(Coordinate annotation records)

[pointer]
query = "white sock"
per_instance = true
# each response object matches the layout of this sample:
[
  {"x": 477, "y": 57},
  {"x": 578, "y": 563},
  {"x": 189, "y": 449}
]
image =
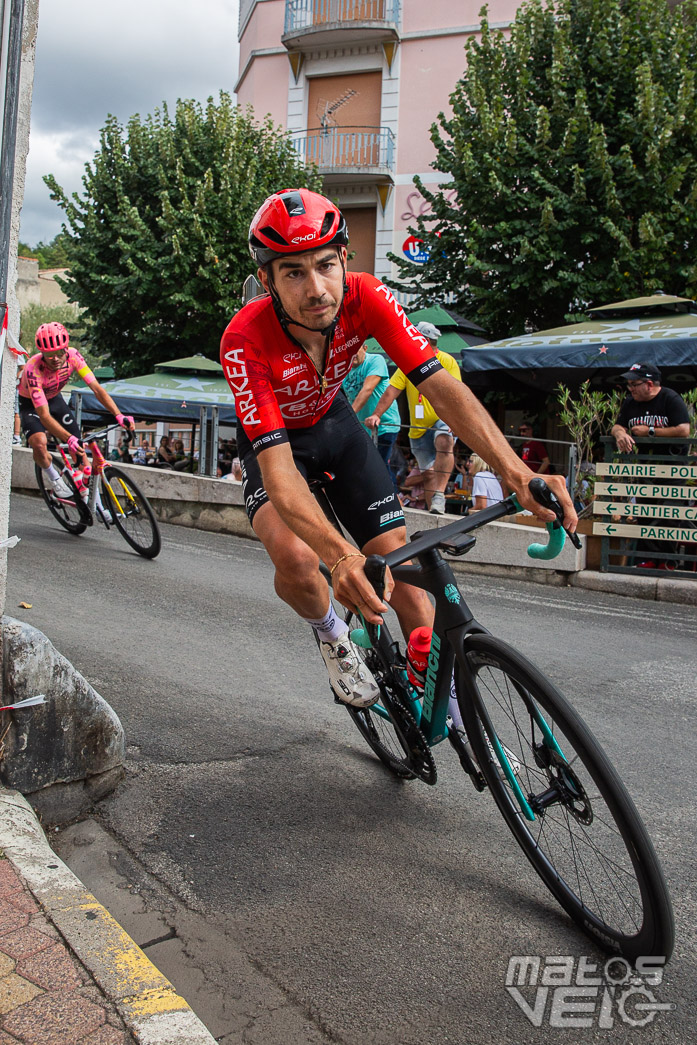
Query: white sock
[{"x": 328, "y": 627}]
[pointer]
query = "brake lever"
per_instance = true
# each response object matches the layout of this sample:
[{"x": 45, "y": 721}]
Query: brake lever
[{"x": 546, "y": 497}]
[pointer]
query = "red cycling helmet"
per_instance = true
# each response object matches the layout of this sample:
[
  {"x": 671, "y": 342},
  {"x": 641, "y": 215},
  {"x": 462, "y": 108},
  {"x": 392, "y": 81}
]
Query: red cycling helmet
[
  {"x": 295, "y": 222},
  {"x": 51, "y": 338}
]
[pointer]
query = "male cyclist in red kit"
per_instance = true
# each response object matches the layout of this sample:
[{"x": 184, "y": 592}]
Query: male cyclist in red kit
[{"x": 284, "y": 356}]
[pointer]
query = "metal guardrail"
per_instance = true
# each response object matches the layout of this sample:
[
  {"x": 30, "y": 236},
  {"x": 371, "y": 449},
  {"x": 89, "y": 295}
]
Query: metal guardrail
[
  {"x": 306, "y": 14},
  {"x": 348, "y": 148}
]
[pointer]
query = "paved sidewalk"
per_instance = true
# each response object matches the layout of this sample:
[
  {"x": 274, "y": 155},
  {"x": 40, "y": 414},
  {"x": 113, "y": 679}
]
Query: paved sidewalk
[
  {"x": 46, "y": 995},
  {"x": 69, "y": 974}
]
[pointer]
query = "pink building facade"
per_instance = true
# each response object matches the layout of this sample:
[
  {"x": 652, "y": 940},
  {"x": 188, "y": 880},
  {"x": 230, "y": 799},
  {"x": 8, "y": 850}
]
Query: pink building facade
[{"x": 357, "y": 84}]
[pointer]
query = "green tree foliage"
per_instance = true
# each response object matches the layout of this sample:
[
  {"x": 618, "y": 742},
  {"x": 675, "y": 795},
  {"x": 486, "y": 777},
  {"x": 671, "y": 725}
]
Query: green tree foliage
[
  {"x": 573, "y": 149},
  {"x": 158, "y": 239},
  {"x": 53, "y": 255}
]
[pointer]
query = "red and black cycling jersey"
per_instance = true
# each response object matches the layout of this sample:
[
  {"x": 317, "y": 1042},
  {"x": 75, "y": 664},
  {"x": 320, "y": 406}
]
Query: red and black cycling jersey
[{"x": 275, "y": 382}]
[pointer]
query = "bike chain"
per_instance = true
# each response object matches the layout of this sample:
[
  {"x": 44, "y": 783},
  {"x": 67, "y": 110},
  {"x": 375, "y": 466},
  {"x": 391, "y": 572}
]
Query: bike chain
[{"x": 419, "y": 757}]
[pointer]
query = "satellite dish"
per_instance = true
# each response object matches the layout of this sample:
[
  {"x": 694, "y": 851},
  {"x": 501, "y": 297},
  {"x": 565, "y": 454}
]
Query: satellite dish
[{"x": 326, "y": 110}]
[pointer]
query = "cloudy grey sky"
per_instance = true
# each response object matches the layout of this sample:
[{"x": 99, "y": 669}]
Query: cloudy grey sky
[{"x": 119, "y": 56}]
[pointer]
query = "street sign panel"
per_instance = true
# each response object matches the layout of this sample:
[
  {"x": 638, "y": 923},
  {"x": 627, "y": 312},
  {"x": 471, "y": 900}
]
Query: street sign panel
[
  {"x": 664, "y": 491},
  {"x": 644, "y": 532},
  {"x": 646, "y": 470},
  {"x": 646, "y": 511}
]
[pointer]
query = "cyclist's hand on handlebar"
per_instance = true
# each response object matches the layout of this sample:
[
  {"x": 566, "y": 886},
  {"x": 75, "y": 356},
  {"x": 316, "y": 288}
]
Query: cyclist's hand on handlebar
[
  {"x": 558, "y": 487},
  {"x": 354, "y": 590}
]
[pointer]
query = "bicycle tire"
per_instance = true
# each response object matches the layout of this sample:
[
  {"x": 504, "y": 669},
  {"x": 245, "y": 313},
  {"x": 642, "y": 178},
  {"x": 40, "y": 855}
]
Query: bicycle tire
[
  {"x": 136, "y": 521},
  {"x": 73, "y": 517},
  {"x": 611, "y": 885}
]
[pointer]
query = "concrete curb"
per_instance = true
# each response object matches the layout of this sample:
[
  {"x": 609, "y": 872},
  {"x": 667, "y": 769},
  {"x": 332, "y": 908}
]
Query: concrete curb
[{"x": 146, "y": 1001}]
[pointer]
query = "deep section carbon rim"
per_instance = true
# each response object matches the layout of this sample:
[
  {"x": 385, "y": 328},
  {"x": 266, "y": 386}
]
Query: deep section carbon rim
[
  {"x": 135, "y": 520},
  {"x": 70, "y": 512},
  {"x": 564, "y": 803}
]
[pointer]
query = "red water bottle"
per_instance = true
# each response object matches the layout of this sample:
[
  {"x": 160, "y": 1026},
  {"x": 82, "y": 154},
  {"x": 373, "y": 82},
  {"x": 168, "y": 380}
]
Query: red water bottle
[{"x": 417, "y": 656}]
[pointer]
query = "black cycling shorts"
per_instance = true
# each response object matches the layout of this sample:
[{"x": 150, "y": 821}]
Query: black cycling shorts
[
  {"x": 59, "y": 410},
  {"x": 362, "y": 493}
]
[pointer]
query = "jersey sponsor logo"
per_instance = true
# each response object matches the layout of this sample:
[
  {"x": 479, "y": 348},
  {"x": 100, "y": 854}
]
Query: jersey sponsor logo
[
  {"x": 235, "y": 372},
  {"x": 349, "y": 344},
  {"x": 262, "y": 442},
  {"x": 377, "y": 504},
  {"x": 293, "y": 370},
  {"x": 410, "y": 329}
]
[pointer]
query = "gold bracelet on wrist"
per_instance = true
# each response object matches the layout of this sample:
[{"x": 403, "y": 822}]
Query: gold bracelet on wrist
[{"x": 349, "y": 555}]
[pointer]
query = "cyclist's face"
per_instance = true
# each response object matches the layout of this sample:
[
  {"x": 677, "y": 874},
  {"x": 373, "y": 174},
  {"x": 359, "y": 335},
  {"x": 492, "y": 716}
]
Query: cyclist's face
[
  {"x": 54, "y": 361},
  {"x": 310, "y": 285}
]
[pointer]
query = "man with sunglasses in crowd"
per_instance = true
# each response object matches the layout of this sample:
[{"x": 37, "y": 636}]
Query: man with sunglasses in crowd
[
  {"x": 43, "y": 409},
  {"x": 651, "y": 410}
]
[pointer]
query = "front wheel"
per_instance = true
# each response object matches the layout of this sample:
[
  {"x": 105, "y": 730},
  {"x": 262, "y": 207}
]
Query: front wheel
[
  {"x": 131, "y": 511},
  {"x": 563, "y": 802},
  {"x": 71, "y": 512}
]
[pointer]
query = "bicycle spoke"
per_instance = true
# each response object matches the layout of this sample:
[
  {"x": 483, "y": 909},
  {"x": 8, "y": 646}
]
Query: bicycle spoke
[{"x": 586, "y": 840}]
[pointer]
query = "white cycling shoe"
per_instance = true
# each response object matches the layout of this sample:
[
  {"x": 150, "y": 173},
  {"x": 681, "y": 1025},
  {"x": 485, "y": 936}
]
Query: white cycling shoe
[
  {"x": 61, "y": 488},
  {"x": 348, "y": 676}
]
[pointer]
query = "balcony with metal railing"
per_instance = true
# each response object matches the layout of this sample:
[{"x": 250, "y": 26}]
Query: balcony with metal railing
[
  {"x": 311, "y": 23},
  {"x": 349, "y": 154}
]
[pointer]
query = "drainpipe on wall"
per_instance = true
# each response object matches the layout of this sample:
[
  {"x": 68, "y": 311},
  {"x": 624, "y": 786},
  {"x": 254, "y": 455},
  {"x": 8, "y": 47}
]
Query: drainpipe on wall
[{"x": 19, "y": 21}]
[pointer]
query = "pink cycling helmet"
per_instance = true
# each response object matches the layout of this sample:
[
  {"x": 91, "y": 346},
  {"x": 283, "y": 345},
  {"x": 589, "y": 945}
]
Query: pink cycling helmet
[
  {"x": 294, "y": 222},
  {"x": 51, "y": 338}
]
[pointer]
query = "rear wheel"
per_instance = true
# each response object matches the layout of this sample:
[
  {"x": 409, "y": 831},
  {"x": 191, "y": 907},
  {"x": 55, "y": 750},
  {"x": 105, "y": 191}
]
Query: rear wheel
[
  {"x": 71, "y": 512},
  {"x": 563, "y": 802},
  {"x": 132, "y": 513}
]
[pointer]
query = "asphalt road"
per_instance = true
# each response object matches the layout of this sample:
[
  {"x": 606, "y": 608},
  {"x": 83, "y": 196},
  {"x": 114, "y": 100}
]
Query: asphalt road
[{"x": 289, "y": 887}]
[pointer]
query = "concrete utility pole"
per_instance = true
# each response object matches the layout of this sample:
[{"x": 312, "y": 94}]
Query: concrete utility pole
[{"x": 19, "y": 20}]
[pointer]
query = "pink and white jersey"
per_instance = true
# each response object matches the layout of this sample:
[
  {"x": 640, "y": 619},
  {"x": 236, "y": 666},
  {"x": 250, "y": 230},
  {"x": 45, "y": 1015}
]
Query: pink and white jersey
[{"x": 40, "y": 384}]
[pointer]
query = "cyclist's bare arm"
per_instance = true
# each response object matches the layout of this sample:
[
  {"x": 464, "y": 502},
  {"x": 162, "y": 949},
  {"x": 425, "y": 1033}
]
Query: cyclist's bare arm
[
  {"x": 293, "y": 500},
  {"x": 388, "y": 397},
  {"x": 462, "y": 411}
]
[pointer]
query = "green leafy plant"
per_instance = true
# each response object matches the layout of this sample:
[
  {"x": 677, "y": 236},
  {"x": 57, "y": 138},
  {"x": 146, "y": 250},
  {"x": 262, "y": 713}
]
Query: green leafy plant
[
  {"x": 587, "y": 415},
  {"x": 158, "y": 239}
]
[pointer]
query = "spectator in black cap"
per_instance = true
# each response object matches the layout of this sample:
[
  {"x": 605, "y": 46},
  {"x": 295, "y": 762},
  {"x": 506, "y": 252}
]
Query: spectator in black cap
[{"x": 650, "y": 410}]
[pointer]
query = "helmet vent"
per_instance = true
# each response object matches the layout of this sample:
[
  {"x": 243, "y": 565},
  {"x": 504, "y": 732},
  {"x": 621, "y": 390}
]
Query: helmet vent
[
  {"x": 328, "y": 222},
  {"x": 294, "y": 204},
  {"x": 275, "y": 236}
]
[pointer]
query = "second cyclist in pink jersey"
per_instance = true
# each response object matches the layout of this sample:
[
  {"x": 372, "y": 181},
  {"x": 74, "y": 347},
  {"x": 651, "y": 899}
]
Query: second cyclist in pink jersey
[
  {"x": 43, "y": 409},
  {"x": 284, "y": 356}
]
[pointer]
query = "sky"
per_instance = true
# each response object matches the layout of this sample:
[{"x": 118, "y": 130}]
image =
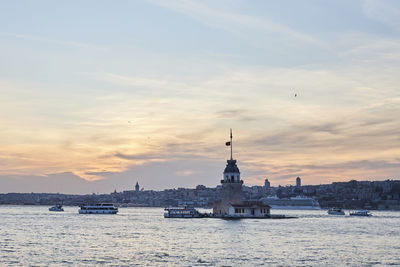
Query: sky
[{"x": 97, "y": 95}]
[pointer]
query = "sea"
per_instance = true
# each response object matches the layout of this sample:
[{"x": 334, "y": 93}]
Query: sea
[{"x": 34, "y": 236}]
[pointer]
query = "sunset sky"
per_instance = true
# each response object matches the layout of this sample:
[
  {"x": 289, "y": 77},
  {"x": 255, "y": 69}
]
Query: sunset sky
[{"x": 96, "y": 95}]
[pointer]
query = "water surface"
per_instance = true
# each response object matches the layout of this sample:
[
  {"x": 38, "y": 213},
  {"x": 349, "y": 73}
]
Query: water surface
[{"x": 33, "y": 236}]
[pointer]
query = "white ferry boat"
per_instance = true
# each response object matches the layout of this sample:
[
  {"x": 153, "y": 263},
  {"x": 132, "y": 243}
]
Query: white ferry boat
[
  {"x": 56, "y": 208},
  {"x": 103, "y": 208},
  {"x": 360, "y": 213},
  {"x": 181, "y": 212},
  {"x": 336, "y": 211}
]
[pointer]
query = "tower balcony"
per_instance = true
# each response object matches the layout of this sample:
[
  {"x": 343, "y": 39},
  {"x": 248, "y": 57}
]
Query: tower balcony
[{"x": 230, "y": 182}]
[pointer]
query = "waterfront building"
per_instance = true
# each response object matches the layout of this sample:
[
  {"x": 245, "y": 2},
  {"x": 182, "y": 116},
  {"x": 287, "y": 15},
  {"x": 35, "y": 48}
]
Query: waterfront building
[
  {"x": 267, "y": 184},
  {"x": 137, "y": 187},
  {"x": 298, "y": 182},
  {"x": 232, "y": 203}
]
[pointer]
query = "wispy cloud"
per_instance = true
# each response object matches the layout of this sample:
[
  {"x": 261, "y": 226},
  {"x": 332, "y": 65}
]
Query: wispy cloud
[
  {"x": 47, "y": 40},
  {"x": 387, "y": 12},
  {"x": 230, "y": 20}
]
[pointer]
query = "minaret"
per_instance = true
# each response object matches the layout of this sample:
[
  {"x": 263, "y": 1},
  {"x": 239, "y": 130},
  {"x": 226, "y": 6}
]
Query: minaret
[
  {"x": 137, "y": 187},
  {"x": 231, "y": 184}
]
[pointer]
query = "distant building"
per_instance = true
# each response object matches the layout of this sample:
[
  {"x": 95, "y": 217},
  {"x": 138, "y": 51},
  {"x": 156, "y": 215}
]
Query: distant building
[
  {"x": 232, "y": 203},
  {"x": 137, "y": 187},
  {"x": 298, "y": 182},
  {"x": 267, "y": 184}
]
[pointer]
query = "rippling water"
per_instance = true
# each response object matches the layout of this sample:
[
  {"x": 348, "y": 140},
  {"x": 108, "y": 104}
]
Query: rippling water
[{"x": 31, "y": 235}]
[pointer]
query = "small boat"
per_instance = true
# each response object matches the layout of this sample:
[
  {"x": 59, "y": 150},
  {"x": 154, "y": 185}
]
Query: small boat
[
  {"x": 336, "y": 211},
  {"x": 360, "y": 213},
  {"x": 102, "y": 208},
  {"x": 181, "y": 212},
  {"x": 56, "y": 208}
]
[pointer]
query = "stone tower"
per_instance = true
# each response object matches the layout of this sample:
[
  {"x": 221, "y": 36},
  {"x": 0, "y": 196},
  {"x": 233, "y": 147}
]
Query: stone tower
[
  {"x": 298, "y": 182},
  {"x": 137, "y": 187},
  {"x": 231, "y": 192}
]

**DIRECTIONS**. State how many lines in the material above contain the word "pink", giving only the number.

**TASK ANSWER**. 8